TEXTE SOURCE:
_____
Oui, des éléments dynamiques m’ont vraiment intéressé quand j’ai fait mon exposition à Thiers l’été dernier. C’est un bâtiment qui a été rénové et qui a été aménagé en salles d’expositions. Mais on a laissé à l’intérieur certains témoignages de son histoire. On y trouve donc quelques éléments industriels, mais c’est juste ce qu’il faut pour éviter que ça ne fasse trop “protection du Patrimoine” ! Ce n’est pas un espace facile, il est complètement angulaire et sur deux niveaux... Il y a des éléments à développer par rapport à l’énergie qui s’en dégage, l’histoire du lieu, la complexité de l’espace.
- Claude Lévêque (*1953) expose jusqu’au 29 juillet à la Fondaciò Joan-Mirò, Parce de Montjuïc, Barcelone.

Emmanuelle Mafille
Quel est votre musée de prédilection et pourquoi ?
C’est le Museum of Jurassic Technology qui se trouve à Culver City, près de Los Angeles. Je l’ai visité dernièrement lors de ma résidence artistique à Los Angeles. C’est le musée des mystères de la vie. Un lieu incroyable, burlesque et complètement absurde qui rappelle l’univers de Tim Burton. Il y règne une ambiance très particulière, proche de la sorcellerie et des sciences. Tout est présenté dans la pénombre. L’architecture n’a rien d’extraordinaire, mais ce qui est présenté est complètement fou. Il y a des animaux empaillés... Parmi les choses qui m’ont marquée se trouve par exemple une salle consacrée aux maladies psychologiques : on peut y voir la poudre du crâne d’un malade atteint de schizophrénie. C’est simplement de la poudre blanche, du crâne broyé. Il y a aussi de tout petits personnages humains que l’on peut voir en passant un simple peigne au microscope. À chaque fois, les choses sont accompagnées d’explications totalement absurdes. La salle sur le thème du voyage propose par exemple une ambiance de gitans. On n’arrive pas à savoir de quoi parle vraiment ce musée à l’ambiance mystique. Derrière tout ça, il y a toute une histoire qui a l’air inventée de toutes pièces mais qui remonterait au XVIIIe siècle.
_____
JEU DE DONNÉES:

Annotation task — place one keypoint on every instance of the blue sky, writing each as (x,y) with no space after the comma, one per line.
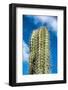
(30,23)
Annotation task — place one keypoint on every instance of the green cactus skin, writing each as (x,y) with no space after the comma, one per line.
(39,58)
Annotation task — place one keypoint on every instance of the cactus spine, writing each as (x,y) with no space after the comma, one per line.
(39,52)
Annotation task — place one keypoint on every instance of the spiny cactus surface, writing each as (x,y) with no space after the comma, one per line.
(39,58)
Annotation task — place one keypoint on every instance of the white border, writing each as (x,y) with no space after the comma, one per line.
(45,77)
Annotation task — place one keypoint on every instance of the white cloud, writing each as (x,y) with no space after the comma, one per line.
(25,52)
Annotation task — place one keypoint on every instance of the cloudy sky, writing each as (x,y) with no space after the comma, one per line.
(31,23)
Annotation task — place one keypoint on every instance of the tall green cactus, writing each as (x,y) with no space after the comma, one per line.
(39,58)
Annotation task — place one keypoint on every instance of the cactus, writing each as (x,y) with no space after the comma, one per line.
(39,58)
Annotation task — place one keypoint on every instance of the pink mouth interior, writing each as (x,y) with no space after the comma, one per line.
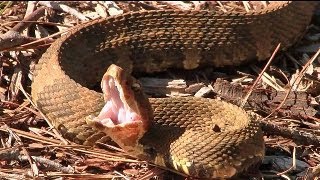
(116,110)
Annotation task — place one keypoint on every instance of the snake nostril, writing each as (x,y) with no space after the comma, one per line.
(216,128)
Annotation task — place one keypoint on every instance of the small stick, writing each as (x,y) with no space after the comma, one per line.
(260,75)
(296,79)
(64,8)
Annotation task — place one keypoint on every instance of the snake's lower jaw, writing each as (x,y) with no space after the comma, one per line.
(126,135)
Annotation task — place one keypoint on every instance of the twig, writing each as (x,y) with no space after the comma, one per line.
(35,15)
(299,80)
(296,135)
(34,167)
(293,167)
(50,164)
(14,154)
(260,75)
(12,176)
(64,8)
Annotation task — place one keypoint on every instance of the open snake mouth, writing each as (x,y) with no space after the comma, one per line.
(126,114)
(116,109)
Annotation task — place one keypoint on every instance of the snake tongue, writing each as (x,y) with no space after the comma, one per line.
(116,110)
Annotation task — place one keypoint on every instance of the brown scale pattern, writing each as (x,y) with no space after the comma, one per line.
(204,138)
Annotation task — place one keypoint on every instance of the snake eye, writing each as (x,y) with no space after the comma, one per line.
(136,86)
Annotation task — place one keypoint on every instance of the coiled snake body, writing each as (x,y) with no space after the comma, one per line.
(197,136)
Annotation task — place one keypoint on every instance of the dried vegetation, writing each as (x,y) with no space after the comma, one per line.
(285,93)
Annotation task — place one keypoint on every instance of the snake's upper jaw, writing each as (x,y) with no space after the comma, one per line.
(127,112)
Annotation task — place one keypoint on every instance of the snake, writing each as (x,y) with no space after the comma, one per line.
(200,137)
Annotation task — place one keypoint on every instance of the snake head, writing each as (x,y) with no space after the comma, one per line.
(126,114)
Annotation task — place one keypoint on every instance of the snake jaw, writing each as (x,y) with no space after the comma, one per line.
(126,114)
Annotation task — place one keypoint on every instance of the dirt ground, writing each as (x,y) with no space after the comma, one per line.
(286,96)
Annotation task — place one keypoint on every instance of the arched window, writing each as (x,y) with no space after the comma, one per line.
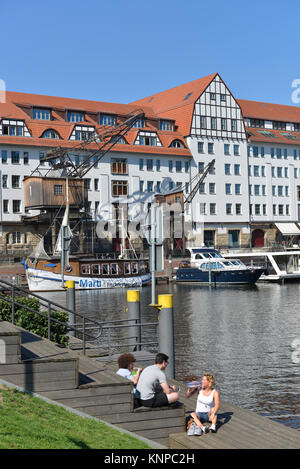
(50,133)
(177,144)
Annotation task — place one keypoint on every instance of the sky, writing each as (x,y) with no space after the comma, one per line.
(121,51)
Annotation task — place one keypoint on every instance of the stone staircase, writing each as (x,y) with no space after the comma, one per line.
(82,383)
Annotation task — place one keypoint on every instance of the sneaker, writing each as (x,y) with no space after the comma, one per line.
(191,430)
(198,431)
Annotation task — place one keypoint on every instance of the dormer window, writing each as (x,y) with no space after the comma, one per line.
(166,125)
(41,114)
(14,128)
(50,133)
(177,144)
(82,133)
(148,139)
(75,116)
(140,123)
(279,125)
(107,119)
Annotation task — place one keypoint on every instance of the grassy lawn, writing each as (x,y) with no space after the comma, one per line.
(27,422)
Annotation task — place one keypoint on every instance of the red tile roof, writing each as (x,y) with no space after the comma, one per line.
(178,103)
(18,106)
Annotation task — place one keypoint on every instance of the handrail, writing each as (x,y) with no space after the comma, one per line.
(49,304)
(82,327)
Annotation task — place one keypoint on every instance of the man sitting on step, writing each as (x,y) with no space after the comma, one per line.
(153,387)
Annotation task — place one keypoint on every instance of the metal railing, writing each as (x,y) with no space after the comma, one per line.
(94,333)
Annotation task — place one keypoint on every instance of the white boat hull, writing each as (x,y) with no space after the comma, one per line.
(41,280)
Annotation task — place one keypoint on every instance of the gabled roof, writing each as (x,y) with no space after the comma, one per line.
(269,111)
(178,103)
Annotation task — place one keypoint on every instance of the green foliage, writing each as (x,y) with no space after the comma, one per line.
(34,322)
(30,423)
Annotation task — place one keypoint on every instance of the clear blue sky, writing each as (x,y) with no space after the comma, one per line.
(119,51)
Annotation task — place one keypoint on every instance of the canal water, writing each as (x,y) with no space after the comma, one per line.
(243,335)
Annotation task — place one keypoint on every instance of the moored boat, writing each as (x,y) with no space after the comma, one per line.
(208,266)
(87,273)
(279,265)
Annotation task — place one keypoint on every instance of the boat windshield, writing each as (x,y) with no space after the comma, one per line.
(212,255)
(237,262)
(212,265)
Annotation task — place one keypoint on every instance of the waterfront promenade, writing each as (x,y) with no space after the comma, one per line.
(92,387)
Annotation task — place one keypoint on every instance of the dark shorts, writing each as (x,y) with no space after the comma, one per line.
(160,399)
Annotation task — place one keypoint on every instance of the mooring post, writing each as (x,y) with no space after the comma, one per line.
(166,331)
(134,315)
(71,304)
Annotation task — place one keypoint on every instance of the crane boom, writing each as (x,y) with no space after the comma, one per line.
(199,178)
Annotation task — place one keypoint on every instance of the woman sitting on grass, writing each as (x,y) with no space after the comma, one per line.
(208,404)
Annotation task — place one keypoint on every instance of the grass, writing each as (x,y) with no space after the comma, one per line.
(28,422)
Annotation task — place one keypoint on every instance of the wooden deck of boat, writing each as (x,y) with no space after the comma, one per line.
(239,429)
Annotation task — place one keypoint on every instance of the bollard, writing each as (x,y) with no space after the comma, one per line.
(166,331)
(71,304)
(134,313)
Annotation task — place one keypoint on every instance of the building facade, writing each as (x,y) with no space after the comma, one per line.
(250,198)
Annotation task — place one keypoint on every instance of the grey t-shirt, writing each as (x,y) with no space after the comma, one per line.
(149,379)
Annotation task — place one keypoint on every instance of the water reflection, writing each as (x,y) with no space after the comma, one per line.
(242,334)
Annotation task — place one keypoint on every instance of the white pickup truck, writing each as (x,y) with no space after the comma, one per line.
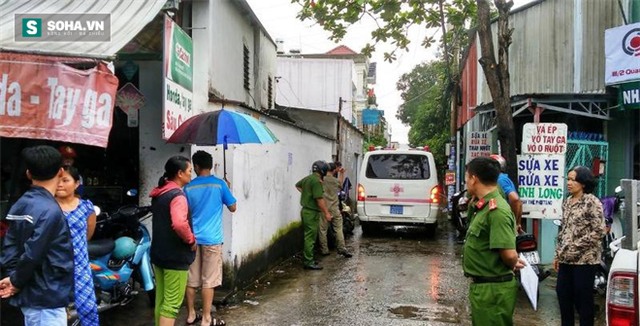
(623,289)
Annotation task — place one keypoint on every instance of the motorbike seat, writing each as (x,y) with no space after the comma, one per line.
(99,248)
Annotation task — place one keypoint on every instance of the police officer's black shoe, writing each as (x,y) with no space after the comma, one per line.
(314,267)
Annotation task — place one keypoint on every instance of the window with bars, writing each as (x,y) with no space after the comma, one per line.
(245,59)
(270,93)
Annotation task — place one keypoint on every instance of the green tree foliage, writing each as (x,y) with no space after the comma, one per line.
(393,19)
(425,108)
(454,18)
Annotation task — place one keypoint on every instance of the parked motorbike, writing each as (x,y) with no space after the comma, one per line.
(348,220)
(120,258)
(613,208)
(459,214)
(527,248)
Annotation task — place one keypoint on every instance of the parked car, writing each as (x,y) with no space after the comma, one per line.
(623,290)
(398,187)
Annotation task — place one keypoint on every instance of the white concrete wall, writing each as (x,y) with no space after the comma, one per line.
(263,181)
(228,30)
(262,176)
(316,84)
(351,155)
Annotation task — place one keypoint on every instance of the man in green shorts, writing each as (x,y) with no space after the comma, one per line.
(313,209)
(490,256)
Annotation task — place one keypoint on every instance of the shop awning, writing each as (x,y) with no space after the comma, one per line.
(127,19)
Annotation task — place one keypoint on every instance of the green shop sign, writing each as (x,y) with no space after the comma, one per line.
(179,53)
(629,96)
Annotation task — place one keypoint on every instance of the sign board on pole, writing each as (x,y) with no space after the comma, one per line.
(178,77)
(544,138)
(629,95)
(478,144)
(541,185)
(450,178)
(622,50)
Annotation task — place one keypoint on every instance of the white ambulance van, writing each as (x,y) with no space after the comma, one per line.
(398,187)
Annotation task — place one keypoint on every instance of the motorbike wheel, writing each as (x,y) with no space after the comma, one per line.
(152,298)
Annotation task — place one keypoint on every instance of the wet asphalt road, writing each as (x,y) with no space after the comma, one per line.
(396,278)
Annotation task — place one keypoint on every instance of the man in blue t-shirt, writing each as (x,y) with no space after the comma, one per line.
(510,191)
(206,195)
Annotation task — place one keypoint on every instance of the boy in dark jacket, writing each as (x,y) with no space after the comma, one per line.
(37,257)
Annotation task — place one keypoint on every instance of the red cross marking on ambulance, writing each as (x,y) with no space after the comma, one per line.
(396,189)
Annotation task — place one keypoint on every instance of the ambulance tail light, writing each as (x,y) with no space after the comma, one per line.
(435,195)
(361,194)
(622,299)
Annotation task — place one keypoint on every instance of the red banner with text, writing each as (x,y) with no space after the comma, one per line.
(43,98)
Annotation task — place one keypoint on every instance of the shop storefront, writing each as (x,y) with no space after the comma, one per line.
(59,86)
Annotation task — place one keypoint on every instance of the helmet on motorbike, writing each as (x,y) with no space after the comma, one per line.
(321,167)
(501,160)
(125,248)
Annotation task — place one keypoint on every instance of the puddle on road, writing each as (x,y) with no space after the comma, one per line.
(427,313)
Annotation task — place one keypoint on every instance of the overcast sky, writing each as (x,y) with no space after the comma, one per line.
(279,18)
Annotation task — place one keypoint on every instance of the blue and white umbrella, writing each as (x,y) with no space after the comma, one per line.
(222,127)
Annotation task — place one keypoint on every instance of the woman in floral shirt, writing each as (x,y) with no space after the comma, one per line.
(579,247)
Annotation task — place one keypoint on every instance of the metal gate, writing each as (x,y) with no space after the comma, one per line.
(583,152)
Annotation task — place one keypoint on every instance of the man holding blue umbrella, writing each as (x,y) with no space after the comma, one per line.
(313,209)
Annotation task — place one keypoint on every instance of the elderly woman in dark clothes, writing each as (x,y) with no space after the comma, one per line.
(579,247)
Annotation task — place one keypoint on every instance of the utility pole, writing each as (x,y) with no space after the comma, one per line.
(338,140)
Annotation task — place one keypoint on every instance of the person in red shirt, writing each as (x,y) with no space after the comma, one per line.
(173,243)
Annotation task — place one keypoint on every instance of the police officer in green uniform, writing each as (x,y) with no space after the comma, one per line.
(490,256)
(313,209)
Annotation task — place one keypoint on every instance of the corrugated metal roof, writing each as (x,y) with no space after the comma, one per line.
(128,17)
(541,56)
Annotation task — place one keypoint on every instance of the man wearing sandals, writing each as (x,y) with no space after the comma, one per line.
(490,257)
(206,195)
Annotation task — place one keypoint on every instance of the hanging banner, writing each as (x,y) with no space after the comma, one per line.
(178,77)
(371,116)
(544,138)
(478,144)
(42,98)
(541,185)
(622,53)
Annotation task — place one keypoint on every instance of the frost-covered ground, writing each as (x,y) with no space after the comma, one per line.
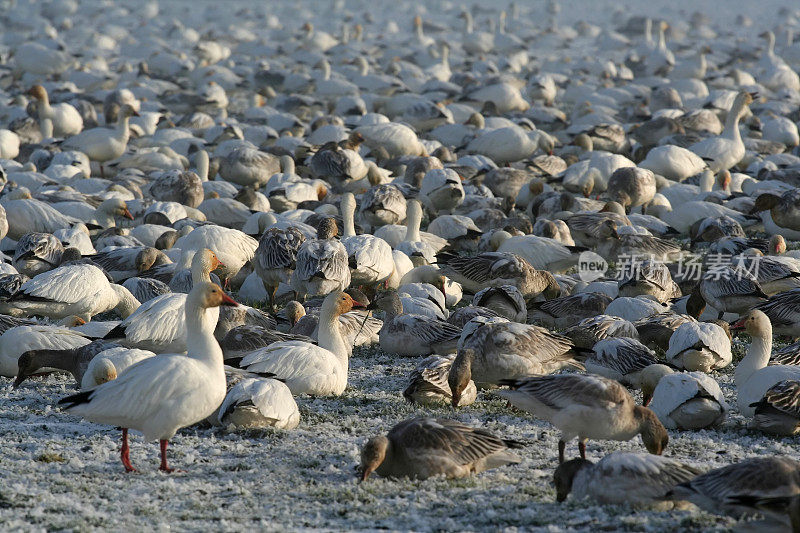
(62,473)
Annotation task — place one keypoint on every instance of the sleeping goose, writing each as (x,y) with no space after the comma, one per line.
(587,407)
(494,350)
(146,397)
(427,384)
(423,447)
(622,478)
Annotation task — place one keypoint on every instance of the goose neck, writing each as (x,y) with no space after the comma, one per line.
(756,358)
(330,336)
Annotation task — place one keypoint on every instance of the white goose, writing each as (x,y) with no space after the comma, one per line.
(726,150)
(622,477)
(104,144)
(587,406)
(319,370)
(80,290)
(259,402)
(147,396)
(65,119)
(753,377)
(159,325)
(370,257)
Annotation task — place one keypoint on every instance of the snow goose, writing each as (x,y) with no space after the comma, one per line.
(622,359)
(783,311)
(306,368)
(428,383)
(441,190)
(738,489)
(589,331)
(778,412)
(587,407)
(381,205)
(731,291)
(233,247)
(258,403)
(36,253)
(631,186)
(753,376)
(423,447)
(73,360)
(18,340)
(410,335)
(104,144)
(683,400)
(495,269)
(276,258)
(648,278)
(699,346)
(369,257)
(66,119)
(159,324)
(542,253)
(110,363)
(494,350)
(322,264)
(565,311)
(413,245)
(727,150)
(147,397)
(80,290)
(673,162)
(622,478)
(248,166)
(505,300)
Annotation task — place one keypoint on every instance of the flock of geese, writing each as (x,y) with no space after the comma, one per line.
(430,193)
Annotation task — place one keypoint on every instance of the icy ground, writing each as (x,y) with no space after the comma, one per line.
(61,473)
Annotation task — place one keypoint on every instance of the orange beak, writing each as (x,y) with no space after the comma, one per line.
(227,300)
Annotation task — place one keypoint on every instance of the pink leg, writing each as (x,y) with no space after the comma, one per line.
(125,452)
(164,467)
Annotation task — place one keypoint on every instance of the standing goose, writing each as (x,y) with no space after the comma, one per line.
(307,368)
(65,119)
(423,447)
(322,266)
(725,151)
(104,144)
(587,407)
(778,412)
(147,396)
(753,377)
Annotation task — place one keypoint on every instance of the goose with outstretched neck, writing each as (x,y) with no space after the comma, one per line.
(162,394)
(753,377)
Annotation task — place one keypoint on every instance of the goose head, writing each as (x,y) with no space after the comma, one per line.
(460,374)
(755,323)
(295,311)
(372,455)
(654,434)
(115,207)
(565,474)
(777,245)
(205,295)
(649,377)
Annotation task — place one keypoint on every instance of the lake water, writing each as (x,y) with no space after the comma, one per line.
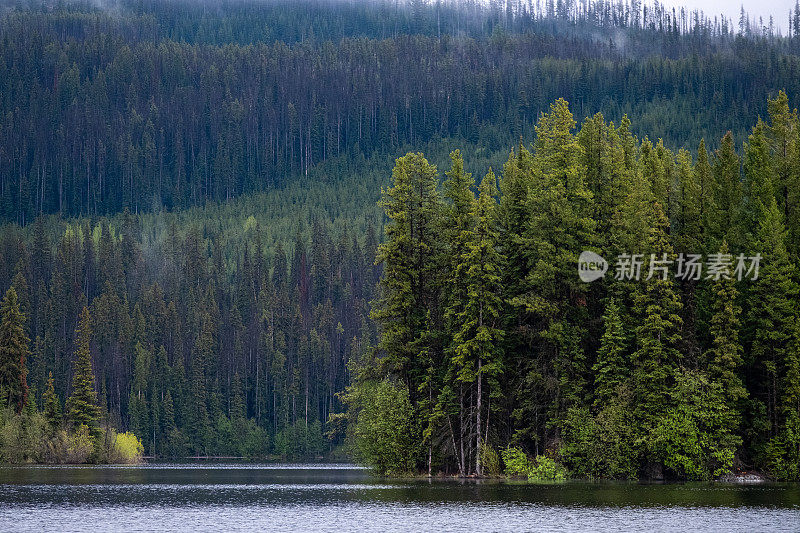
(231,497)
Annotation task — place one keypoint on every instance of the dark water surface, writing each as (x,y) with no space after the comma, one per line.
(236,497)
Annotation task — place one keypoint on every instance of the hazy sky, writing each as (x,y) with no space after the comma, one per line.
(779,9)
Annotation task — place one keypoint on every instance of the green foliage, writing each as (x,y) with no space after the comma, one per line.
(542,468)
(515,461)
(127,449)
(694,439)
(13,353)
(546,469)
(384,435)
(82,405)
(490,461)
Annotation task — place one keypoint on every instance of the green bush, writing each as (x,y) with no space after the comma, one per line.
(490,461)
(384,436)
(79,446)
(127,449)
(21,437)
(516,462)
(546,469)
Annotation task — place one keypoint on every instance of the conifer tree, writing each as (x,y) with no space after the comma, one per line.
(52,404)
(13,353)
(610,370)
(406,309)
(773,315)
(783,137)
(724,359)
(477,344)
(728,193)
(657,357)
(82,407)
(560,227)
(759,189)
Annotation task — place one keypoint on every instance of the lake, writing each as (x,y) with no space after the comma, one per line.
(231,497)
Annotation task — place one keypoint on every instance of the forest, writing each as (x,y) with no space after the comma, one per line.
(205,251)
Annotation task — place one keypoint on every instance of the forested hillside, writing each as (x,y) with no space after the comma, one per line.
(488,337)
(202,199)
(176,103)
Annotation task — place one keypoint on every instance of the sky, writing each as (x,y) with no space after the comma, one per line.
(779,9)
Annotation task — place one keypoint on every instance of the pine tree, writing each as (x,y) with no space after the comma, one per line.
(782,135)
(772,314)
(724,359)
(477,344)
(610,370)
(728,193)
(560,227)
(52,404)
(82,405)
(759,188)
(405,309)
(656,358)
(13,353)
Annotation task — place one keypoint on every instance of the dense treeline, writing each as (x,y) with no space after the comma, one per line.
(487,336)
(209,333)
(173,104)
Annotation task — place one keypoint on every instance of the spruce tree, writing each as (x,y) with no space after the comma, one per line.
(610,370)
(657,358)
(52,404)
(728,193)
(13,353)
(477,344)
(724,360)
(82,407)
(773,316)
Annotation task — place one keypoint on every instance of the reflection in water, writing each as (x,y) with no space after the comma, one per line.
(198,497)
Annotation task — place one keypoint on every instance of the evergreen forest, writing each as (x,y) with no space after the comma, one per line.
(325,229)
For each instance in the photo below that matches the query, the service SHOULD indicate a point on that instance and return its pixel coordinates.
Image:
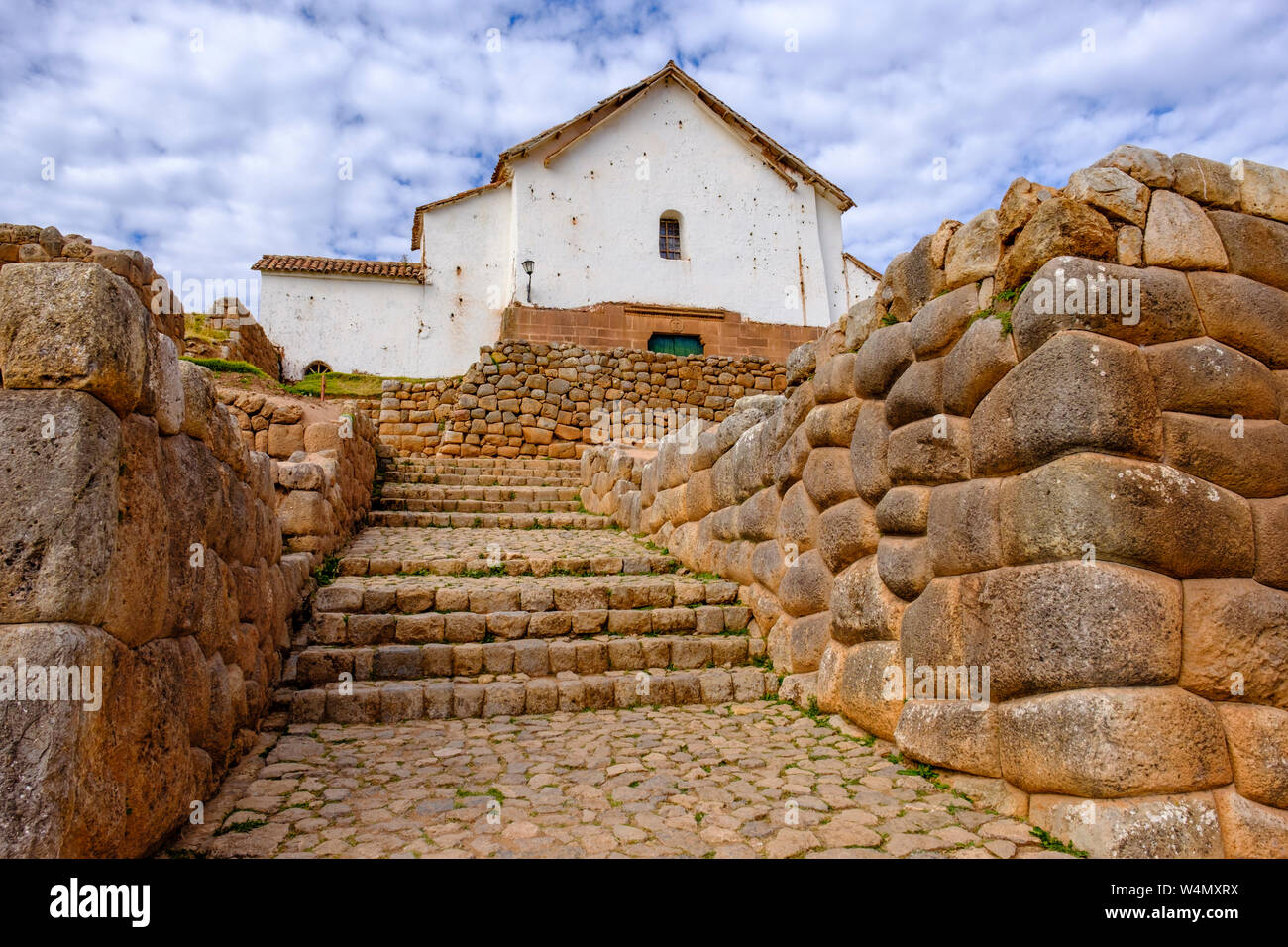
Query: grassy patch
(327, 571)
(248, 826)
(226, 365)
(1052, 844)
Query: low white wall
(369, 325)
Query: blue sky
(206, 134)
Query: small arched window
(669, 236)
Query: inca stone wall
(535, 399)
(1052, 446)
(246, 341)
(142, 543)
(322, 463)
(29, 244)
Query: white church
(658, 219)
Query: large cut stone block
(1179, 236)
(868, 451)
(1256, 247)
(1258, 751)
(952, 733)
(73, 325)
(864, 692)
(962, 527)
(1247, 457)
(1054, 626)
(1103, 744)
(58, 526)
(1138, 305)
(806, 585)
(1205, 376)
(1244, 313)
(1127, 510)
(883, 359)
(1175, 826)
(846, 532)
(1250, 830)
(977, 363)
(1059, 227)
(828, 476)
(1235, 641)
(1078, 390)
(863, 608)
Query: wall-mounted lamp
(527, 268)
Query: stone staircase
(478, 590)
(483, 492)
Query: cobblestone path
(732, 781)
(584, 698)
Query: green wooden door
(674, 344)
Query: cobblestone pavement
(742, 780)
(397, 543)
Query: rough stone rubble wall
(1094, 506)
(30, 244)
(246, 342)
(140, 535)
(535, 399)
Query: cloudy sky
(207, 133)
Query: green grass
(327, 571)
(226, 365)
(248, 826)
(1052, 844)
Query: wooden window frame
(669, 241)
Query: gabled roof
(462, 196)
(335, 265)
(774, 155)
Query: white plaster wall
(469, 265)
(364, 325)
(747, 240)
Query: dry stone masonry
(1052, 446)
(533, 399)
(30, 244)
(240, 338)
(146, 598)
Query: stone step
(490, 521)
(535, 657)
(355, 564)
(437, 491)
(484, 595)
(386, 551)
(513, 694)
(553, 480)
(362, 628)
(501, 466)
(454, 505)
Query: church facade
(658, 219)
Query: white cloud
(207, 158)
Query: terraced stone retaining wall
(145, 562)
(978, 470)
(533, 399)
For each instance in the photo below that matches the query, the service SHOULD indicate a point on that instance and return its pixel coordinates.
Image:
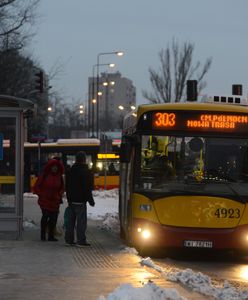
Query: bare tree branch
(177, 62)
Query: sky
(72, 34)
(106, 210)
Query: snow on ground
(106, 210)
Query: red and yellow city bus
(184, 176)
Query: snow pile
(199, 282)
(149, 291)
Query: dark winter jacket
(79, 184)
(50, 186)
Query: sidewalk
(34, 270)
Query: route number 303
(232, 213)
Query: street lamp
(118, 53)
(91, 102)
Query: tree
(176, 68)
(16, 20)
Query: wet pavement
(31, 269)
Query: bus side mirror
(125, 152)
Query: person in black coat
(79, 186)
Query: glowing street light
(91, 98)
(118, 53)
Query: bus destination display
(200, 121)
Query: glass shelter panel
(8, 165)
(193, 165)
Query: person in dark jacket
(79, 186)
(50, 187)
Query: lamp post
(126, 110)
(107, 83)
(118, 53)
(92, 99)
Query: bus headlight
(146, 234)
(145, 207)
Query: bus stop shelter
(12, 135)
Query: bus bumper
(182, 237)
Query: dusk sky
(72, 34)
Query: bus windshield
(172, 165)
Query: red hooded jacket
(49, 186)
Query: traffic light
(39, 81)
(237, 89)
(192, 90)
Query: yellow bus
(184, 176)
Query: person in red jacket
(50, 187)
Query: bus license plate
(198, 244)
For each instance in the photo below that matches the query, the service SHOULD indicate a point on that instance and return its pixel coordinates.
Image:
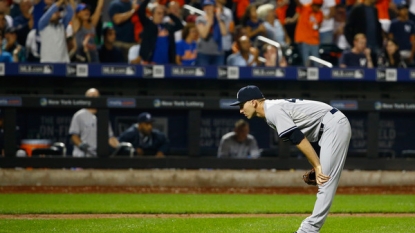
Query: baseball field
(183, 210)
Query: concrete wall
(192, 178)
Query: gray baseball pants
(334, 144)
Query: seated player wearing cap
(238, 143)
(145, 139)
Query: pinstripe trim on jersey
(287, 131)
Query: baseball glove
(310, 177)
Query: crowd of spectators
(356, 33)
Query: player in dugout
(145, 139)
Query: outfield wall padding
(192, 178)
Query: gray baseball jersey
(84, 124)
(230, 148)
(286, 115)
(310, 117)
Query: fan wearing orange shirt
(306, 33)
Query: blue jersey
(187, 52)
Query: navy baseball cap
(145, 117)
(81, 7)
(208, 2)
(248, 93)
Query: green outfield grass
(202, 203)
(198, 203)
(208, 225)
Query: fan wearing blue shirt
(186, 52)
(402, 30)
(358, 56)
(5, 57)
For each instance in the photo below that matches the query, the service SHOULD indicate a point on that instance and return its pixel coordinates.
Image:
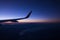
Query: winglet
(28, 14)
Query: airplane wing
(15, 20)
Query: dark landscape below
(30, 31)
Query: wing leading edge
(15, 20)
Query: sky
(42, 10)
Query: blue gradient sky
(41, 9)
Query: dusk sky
_____
OBJECTIF DE LA TÂCHE:
Recopiez mot pour mot le passage du texte sur les lieux d'exposition qui va de « Oui, des éléments » à « de Montjuïc, Barcelone. ». Les lignes forment un matériau distinct, sans lien avec le texte.

CORRIGÉ:
Oui, des éléments dynamiques m’ont vraiment intéressé quand j’ai fait mon exposition à Thiers l’été dernier. C’est un bâtiment qui a été rénové et qui a été aménagé en salles d’expositions. Mais on a laissé à l’intérieur certains témoignages de son histoire. On y trouve donc quelques éléments industriels, mais c’est juste ce qu’il faut pour éviter que ça ne fasse trop “protection du Patrimoine” ! Ce n’est pas un espace facile, il est complètement angulaire et sur deux niveaux... Il y a des éléments à développer par rapport à l’énergie qui s’en dégage, l’histoire du lieu, la complexité de l’espace.
- Claude Lévêque (*1953) expose jusqu’au 29 juillet à la Fondaciò Joan-Mirò, Parce de Montjuïc, Barcelone.